Entries supplied:

+-------+

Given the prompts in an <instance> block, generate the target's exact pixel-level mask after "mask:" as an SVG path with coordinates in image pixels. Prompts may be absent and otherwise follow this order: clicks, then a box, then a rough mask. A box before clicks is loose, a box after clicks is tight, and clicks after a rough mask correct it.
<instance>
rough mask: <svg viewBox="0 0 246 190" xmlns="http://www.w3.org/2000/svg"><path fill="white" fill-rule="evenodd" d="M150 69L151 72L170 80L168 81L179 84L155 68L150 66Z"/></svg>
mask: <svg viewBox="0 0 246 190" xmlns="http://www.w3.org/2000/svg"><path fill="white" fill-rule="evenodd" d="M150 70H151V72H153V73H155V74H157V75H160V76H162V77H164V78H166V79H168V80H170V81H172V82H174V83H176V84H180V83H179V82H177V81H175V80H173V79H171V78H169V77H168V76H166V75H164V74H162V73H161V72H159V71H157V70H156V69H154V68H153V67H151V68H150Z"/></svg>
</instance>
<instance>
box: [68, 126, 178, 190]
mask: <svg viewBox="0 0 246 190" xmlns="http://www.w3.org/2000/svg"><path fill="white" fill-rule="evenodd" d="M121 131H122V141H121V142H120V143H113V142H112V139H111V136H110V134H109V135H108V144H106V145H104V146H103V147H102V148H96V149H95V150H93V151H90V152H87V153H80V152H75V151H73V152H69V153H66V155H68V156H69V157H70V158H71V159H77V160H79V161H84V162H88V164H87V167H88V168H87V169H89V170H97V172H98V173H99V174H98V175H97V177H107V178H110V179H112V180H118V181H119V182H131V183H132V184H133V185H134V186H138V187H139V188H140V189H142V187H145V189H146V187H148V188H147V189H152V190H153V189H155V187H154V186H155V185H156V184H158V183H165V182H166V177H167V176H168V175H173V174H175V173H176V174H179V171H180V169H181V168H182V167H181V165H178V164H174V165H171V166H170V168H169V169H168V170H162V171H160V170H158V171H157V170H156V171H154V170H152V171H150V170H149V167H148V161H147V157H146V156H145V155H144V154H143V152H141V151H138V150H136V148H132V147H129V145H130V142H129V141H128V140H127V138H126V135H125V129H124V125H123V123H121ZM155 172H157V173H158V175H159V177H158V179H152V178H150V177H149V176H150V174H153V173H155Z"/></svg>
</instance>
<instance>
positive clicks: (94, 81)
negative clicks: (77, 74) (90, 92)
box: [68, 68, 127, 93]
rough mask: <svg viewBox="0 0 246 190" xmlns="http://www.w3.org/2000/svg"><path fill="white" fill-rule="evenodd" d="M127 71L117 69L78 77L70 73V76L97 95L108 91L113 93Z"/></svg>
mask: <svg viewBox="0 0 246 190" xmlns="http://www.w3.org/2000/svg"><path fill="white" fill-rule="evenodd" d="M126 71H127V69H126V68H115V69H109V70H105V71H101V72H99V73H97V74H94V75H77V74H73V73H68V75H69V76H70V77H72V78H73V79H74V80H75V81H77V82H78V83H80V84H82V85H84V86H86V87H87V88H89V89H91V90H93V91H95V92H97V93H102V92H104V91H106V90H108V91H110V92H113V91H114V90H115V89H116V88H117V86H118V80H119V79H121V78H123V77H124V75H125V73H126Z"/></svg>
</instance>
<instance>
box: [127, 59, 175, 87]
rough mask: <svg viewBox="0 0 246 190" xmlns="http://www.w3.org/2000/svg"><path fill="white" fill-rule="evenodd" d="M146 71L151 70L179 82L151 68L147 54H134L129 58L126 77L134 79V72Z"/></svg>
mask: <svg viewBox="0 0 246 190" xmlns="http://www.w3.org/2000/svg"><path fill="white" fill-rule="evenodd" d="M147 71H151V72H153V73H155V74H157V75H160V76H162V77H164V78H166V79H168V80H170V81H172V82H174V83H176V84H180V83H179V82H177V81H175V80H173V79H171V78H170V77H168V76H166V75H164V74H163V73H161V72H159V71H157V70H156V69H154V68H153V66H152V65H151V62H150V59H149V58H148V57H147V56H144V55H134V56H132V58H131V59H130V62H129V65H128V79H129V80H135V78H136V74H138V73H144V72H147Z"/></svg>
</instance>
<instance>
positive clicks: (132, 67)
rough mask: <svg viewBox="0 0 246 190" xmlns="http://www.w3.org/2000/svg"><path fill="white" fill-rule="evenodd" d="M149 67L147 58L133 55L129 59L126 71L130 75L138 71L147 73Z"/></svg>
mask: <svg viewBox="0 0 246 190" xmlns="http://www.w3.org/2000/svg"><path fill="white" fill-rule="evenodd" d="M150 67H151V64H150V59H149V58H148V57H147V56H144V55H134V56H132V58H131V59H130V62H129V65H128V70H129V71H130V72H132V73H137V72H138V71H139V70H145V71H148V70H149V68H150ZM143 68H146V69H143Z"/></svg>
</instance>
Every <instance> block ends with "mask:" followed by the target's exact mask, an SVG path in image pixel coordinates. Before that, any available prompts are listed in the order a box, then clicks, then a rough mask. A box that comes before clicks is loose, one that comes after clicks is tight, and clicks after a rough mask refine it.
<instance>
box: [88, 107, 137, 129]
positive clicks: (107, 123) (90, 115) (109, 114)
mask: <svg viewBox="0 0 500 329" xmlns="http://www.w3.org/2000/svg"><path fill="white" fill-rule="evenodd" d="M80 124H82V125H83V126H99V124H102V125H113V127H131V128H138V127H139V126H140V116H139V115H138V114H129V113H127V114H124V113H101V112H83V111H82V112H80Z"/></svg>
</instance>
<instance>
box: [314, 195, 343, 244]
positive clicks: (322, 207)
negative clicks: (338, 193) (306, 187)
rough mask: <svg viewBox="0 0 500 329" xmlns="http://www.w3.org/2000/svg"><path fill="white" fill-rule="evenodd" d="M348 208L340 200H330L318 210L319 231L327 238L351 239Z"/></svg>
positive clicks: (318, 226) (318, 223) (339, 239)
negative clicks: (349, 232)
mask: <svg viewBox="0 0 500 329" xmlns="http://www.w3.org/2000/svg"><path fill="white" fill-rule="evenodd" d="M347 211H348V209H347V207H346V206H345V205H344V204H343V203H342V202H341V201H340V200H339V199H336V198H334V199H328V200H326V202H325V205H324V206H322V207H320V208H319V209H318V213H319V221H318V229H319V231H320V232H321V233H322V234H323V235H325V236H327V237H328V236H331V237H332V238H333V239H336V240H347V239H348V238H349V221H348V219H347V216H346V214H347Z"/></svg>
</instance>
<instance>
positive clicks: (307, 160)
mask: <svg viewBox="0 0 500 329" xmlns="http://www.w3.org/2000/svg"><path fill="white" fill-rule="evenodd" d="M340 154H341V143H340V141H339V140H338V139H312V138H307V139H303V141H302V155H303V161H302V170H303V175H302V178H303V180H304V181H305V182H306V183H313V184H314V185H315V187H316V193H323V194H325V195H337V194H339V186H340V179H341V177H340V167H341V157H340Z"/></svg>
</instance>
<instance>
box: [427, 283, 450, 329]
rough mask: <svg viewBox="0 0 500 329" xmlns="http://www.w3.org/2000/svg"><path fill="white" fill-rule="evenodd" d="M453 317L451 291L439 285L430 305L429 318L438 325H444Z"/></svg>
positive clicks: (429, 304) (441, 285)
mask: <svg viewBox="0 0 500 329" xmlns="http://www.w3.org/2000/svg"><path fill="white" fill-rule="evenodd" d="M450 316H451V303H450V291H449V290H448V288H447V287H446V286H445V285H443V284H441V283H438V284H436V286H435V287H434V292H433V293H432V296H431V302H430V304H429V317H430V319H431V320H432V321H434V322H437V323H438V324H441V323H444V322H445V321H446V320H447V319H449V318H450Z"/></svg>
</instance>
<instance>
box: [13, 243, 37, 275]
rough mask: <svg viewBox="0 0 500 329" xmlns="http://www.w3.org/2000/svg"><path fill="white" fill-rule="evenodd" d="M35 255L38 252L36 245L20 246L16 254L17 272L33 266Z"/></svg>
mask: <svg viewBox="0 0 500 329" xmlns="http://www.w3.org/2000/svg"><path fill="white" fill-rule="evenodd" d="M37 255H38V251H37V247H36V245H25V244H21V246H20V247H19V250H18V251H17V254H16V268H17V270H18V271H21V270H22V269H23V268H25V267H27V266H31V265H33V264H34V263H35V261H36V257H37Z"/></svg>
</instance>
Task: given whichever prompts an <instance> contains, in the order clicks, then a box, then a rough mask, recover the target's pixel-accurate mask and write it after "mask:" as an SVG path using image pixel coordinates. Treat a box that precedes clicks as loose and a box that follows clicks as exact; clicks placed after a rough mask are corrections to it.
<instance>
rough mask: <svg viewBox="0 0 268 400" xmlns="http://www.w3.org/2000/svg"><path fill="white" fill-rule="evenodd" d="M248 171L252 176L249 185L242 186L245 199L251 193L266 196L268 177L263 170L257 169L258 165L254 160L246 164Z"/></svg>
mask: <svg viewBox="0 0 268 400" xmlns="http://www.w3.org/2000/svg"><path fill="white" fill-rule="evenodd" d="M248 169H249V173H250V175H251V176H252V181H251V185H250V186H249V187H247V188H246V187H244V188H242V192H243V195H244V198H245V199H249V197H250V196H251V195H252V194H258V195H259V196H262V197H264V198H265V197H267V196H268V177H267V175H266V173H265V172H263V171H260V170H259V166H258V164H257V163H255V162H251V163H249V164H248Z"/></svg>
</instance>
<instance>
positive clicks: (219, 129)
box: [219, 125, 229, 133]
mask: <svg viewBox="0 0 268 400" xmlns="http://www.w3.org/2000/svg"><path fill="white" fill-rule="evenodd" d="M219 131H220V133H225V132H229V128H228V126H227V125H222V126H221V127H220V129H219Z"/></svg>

+-------+

Show all lines in the entries above where the string "block" appears.

Given the prompts in an <instance> block, generate the target's exact pixel-level mask after "mask:" as an SVG path with coordinates in image pixels. Prompts may be absent and otherwise follow this order: clicks, then a box, then a rough mask. A box before clicks is loose, a box after clicks is tight, and clicks after a rough mask correct it.
Every <instance> block ends with "mask:" followed by the target's exact mask, an SVG path in image pixel coordinates. Before that, any available prompts are listed in the order a box, then clicks, then a rough mask. A box that comes before clicks is loose, one that comes after clicks is tight, and clicks after a rough mask refine it.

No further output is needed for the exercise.